抜き出した文章
::::::::::

夏休みも終盤に近づき、小学生は宿題が気になりだす季節。
福岡県は、北九州の小倉にある魚町サンロードにて、
ワークショップとトークセッションをしてきました。
今年の1月、3月に続き、3回目となる今回は、
その名も「まち、ひと、ほん。」

2015年のアーケード撤去と街の生まれ変わりに向けて、
約30年間アーケードの下でつむがれてきた物語をアートの力で掘り起こし
「人と人とのつながりのアーケード」をかけ直す試みFantastic Arcade Project。
その一環として、「まち、ひと、ほん。」を巡るワークショップと、
トークセッションを行いました。

初日は金曜日、久々の魚町サンロードです。
半年弱ご無沙汰していただけでも新しいお店ができたりと、
街がさらに華やかになっていて驚きました。
そして、トーク会場はどこかなー、と聞いてみたら、
なんとアタゴ書店のとなりの久光家さんの前を使わせていただき、
サンロードの通りをはさんで開催するという、斬新な設定。

::::::::::

指示
上にある魚町サンロードでの催しについての文章を、全文そのまま一字も変えずに書き写してください。 この資料は、上の文章とは別のところから持ってきたものです。

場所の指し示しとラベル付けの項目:
::::::::::

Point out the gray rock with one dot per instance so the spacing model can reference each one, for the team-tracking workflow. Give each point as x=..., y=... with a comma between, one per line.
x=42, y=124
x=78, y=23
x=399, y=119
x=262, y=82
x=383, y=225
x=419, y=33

::::::::::

仕上げた答え
夏休みも終盤に近づき、小学生は宿題が気になりだす季節。
福岡県は、北九州の小倉にある魚町サンロードにて、
ワークショップとトークセッションをしてきました。
今年の1月、3月に続き、3回目となる今回は、
その名も「まち、ひと、ほん。」

2015年のアーケード撤去と街の生まれ変わりに向けて、
約30年間アーケードの下でつむがれてきた物語をアートの力で掘り起こし
「人と人とのつながりのアーケード」をかけ直す試みFantastic Arcade Project。
その一環として、「まち、ひと、ほん。」を巡るワークショップと、
トークセッションを行いました。

初日は金曜日、久々の魚町サンロードです。
半年弱ご無沙汰していただけでも新しいお店ができたりと、
街がさらに華やかになっていて驚きました。
そして、トーク会場はどこかなー、と聞いてみたら、
なんとアタゴ書店のとなりの久光家さんの前を使わせていただき、
サンロードの通りをはさんで開催するという、斬新な設定。